• [Actions to take]:
a: Reproduce the memorandum from "The following facts" to "modify the system.", replacing "sprinkler system" with "fire suppression system".
b: Using the memorandum, decide whether each statement is accurate, answering yes or no and quoting the words that settle it: (i) Ursini installed the initial sprinkler system in the booth in 1986. (ii) Oberdick died as a result of the fire. (iii) Jose and Crystal Collazo filed a three count complaint.

• [Extract]:
━━━

[EDITOR'S NOTE: This case is unpublished as indicated by the issuing court.] MEMORANDUM OF DECISION ON MOTION FOR SUMMARY JUDGMENT The defendants have moved for summary judgment on the ground that Connecticut General Statutes 31-291, the principal employer defense under the Worker's Compensation Act, bars the actions of the plaintiffs and their immediate employer.
The following facts are not disputed by the parties. Automotive Controls Corporation ("ACC"), a subdivision of Echlin Manufacturing Co. ("Echlin"), manufactures replacement automotive parts. As a part of ACC's manufacturing process, the parts pass through a spray paint booth. ACC's in house plumber installed the initial sprinkler system in the booth in 1986. After receiving recommendations from its insurers to modify the fire protection system in the booth, ACC contracted with the James V. Ursini Company ("Ursini") to modify the system.
On April 1, 1987, a fire started while plaintiff Jose Collazo ("Collazo") and plaintiff Bonnie Oberdick's decedent, Alton Oberdick ("Oberdick"), Ursini employees, were working in the booth. As a result of the fire, Collazo was seriously injured and Oberdick died. The plaintiffs received worker's compensation benefits as a result of the injuries.
On June 30, 1987, Bonnie Oberdick filed a three count amended complaint against ACC and Echlin. In count one the plaintiff alleges that Oberdick's injuries were caused by ACC's negligence because ACC failed to take proper safety precautions, failed to take steps to prevent the accumulation of flammable substances when ACC knew or should have known of the presence of such materials, failed to warn the Ursini employees of the danger and failed to promulgate and enforce adequate safety regulations. In count two the plaintiff alleges that Echlin, as parent CT Page 7880 corporation to ACC, assumed supervisory and inspection duties at the ACC plant. The plaintiff alleges that Echlin failed to promulgate safety rules, failed to properly inspect the ACC plant and failed to properly supervise ACC operations. Count three is a loss of consortium claim.
On August 15, 1988, Jose and Crystal Collazo filed a two count complaint against ACC and Echlin. In count one Collazo alleges that the fire was caused by the negligence of ACC and Echlin because the defendants allowed flammable residue or fumes to accumulate in the booth, did not shut down the booth long enough to ensure removal of the residue or fumes, did not provide an adequate ventilation or exhaust system in the booth or properly maintain the existing system, and did not warn the Ursini employees of the danger. Count two is a loss of consortium claim brought by Crystal Collazo.

━━━

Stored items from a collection
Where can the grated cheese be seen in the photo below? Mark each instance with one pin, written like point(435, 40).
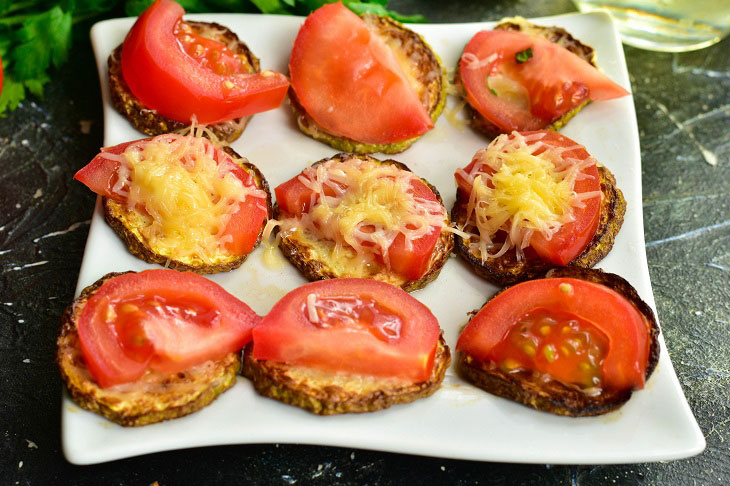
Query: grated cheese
point(183, 195)
point(362, 206)
point(521, 185)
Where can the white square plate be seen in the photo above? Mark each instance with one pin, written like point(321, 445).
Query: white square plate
point(459, 420)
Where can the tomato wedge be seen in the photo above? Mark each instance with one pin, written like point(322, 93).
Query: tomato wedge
point(349, 81)
point(179, 74)
point(295, 198)
point(164, 320)
point(350, 325)
point(570, 240)
point(102, 174)
point(567, 299)
point(532, 94)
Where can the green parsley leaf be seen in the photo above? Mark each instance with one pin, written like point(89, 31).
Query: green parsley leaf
point(43, 39)
point(13, 93)
point(523, 56)
point(379, 9)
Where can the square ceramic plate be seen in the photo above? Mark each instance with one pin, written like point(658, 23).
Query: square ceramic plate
point(459, 420)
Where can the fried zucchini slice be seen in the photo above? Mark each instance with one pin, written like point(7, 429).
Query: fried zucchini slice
point(423, 69)
point(559, 36)
point(507, 270)
point(147, 120)
point(313, 256)
point(553, 396)
point(326, 393)
point(155, 397)
point(127, 223)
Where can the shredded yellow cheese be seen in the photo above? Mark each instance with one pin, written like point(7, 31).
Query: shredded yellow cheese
point(362, 206)
point(517, 193)
point(185, 197)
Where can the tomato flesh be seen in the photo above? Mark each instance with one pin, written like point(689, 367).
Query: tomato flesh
point(349, 81)
point(181, 75)
point(553, 81)
point(244, 226)
point(361, 326)
point(573, 237)
point(159, 319)
point(294, 198)
point(562, 345)
point(598, 311)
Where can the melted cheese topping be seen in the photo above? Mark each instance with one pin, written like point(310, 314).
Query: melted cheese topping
point(361, 206)
point(517, 192)
point(184, 196)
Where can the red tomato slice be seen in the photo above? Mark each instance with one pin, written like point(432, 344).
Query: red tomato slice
point(412, 263)
point(532, 94)
point(161, 319)
point(573, 237)
point(294, 198)
point(244, 226)
point(616, 317)
point(162, 68)
point(350, 82)
point(363, 326)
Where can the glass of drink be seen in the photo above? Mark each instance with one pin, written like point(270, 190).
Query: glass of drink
point(666, 25)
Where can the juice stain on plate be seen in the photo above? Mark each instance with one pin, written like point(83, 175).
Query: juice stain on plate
point(462, 394)
point(272, 258)
point(261, 297)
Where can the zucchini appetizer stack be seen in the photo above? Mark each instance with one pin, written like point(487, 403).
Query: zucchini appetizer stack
point(534, 210)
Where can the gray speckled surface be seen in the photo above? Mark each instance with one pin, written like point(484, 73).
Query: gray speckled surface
point(683, 107)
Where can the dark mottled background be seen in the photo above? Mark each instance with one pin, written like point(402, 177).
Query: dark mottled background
point(683, 106)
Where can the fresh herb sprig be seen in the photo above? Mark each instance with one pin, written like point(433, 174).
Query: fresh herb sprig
point(282, 7)
point(36, 35)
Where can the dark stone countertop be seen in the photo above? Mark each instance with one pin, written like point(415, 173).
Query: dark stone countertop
point(683, 107)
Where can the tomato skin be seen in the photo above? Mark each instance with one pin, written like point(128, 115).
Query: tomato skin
point(350, 82)
point(555, 79)
point(244, 226)
point(573, 237)
point(100, 174)
point(625, 327)
point(286, 334)
point(414, 262)
point(165, 78)
point(294, 198)
point(171, 345)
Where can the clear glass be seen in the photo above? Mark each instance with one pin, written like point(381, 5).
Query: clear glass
point(666, 25)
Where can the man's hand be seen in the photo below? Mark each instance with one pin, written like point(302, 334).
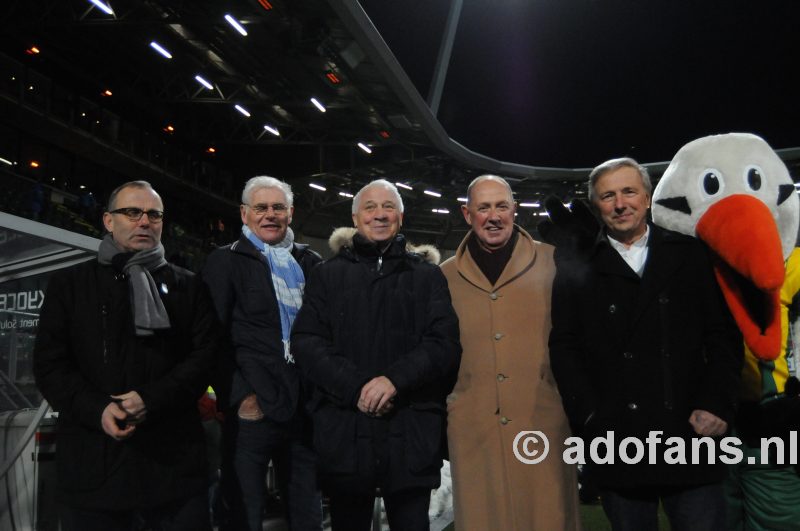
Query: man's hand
point(249, 409)
point(376, 396)
point(132, 404)
point(705, 423)
point(111, 414)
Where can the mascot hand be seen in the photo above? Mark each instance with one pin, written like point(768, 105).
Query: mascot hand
point(572, 233)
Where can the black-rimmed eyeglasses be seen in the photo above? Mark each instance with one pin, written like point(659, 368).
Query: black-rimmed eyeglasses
point(135, 214)
point(262, 208)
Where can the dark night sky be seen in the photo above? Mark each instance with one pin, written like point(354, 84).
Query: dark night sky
point(574, 82)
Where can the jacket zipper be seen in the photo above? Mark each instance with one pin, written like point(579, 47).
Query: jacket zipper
point(104, 311)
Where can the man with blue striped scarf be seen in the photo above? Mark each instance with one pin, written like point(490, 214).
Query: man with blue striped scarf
point(257, 284)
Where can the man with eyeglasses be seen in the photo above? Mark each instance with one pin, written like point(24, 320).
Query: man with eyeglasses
point(257, 284)
point(125, 348)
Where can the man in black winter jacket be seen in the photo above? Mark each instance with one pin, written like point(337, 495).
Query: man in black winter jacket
point(257, 285)
point(378, 336)
point(125, 348)
point(643, 346)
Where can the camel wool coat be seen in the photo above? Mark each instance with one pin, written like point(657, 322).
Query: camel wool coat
point(505, 386)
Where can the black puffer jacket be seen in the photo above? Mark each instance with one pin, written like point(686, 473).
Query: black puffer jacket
point(252, 359)
point(86, 350)
point(367, 314)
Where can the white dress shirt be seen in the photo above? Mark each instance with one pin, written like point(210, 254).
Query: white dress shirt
point(634, 255)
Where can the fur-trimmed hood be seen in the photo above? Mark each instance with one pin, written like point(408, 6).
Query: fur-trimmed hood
point(343, 237)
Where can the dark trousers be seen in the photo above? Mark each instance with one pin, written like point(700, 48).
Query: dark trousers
point(250, 445)
point(696, 508)
point(185, 515)
point(406, 510)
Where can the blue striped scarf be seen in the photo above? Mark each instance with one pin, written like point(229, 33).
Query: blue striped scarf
point(287, 279)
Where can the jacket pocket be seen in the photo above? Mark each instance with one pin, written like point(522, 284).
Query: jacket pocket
point(81, 458)
point(424, 437)
point(335, 439)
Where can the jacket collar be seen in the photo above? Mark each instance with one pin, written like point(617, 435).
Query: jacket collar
point(522, 259)
point(244, 246)
point(341, 242)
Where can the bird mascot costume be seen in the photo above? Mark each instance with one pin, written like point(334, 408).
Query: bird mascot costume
point(734, 193)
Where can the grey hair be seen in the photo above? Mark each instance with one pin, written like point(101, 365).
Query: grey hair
point(383, 183)
point(488, 177)
point(264, 181)
point(112, 198)
point(614, 164)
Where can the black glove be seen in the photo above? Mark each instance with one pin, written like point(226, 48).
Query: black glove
point(572, 232)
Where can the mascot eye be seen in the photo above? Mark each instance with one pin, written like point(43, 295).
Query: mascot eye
point(753, 177)
point(711, 182)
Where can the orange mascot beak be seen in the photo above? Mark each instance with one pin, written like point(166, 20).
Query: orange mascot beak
point(749, 267)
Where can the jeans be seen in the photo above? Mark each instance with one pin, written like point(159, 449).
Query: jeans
point(406, 510)
point(185, 515)
point(250, 445)
point(693, 508)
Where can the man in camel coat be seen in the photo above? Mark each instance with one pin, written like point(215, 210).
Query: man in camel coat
point(500, 281)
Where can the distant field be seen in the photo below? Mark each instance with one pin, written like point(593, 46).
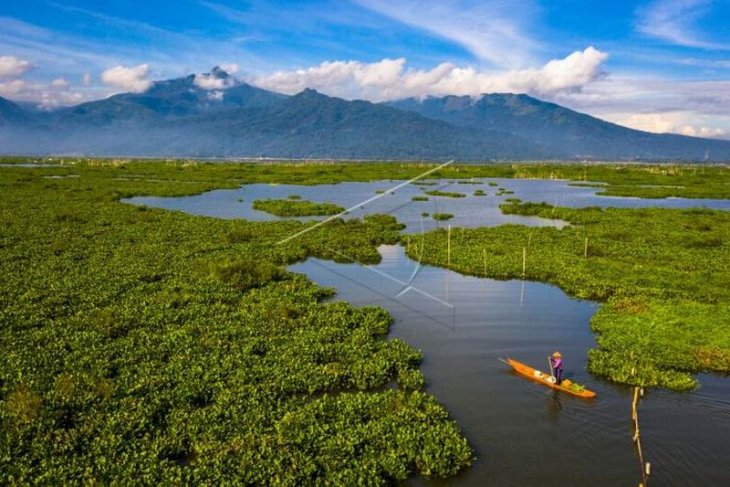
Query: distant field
point(150, 346)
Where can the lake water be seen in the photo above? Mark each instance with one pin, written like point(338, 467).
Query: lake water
point(524, 433)
point(471, 211)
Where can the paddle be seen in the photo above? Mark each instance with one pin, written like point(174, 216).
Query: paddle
point(552, 373)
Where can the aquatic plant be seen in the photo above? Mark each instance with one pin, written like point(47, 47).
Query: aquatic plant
point(290, 207)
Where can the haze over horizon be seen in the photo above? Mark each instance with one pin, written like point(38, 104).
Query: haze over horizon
point(660, 66)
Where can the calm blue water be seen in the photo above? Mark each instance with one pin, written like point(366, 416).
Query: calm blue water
point(465, 324)
point(524, 433)
point(471, 211)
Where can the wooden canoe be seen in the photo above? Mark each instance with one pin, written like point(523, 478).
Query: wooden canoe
point(547, 379)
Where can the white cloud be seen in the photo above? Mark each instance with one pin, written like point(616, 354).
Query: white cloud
point(215, 95)
point(45, 96)
point(12, 67)
point(697, 108)
point(390, 79)
point(209, 81)
point(702, 131)
point(492, 30)
point(134, 79)
point(673, 21)
point(60, 83)
point(680, 122)
point(12, 87)
point(230, 68)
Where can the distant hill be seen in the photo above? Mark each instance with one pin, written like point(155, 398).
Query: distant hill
point(214, 115)
point(559, 130)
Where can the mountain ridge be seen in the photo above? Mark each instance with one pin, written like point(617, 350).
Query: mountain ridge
point(215, 115)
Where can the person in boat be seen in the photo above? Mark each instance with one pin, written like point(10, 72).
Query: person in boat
point(556, 362)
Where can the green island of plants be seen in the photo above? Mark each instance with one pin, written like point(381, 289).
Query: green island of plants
point(148, 346)
point(445, 194)
point(664, 275)
point(155, 347)
point(295, 207)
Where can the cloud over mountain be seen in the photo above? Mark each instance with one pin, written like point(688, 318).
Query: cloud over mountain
point(390, 79)
point(133, 79)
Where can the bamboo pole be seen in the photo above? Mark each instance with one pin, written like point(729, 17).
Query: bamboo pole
point(524, 261)
point(448, 247)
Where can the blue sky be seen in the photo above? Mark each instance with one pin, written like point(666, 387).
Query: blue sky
point(661, 65)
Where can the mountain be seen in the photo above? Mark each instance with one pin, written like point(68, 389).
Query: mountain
point(215, 115)
point(561, 131)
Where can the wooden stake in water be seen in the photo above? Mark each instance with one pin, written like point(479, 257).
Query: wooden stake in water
point(524, 260)
point(448, 246)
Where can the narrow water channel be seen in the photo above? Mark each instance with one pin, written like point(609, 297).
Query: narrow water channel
point(524, 433)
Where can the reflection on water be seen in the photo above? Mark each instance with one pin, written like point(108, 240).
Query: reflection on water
point(470, 211)
point(525, 433)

━━━

• [Answers for the exercise]:
a:
The following facts are not disputed by the parties. Automotive Controls Corporation ("ACC"), a subdivision of Echlin Manufacturing Co. ("Echlin"), manufactures replacement automotive parts. As a part of ACC's manufacturing process, the parts pass through a spray paint booth. ACC's in house plumber installed the initial fire suppression system in the booth in 1986. After receiving recommendations from its insurers to modify the fire protection system in the booth, ACC contracted with the James V. Ursini Company ("Ursini") to modify the system.

b:
(i) No: "ACC's in house plumber installed the initial sprinkler system in the booth in 1986."
(ii) Yes: "As a result of the fire, Collazo was seriously injured and Oberdick died."
(iii) No: "Jose and Crystal Collazo filed a two count complaint against ACC and Echlin."